풀어 볼 과제
a. BigQuery PHP 예제에서 행 필터는 어느 주의 이름만 보고하도록 설정하나요?
b. BigQuery PHP 예제에서 use 문으로 가져오는 클래스 이름을 모두 나열하세요.

출처
* * * * *
이 샘플을 사용해 보기 전에 BigQuery 빠른 시작: 클라이언트 라이브러리 사용의 PHP 설정 안내를 따르세요. 자세한 내용은 BigQuery PHP API 참고 문서를 확인하세요.

BigQuery에 인증하려면 애플리케이션 기본 사용자 인증 정보를 설정합니다. 자세한 내용은 클라이언트 라이브러리의 인증 설정을 참조하세요.

// Includes the autoloader for libraries installed with composer
require __DIR__ . '/vendor/autoload.php';

use Google\Cloud\BigQuery\Storage\V1\Client\BigQueryReadClient;
use Google\Cloud\BigQuery\Storage\V1\CreateReadSessionRequest;
use Google\Cloud\BigQuery\Storage\V1\DataFormat;
use Google\Cloud\BigQuery\Storage\V1\ReadRowsRequest;
use Google\Cloud\BigQuery\Storage\V1\ReadSession;
use Google\Cloud\BigQuery\Storage\V1\ReadSession\TableModifiers;
use Google\Cloud\BigQuery\Storage\V1\ReadSession\TableReadOptions;
use Google\Protobuf\Timestamp;

// Instantiates the client and sets the project
$client = new BigQueryReadClient();
$project = $client->projectName('YOUR_PROJECT_ID');
$snapshotMillis = 'YOUR_SNAPSHOT_MILLIS';

// This example reads baby name data from the below public dataset.
$table = $client->tableName(
    'bigquery-public-data',
    'usa_names',
    'usa_1910_current'
);

//  This API can also deliver data serialized in Apache Arrow format.
//  This example leverages Apache Avro.
$readSession = new ReadSession();
$readSession->setTable($table)->setDataFormat(DataFormat::AVRO);

// We limit the output columns to a subset of those allowed in the table,
// and set a simple filter to only report names from the state of
// Washington (WA).
$readOptions = new TableReadOptions();
$readOptions->setSelectedFields(['name', 'number', 'state']);
$readOptions->setRowRestriction('state = "WA"');
$readSession->setReadOptions($readOptions);

// With snapshot millis if present
if (!empty($snapshotMillis)) {
    $timestamp = new Timestamp();
    $timestamp->setSeconds($snapshotMillis / 1000);
    $timestamp->setNanos((int) ($snapshotMillis % 1000) * 1000000);
    $tableModifier = new TableModifiers();
    $tableModifier->setSnapshotTime($timestamp);
    $readSession->setTableModifiers($tableModifier);
}

try {
    $createReadSessionRequest = (new CreateReadSessionRequest())
* * * * *
저장된 데이터

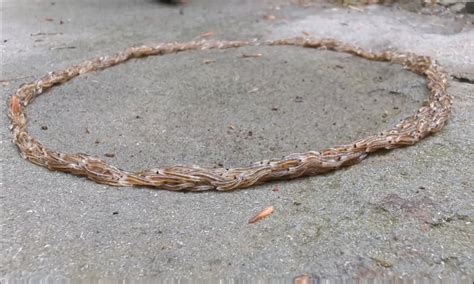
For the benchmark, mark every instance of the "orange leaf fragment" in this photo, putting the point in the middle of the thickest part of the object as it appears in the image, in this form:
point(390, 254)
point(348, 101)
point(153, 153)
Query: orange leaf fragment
* * * * *
작성한 답
a. 워싱턴(WA) 주의 이름만 보고하도록 설정합니다.

b.
- BigQueryReadClient
- CreateReadSessionRequest
- DataFormat
- ReadRowsRequest
- ReadSession
- TableModifiers
- TableReadOptions
- Timestamp